- [CHALLENGE]: Swap every "woman's face" in the data below for "child's face" and write the lines out again with nothing else changed.

- [SUPPLIED MATERIAL]:
- - - - - - -

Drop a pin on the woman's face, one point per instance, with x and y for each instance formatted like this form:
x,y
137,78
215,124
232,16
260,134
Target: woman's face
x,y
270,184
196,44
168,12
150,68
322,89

- - - - - - -

- [ANSWER TO THIS PROBLEM]:
Drop a pin on the child's face, one point per instance, with x and y for each instance formatted like this form:
x,y
137,78
215,124
232,16
260,134
Target: child's face
x,y
270,184
196,44
168,12
150,68
322,89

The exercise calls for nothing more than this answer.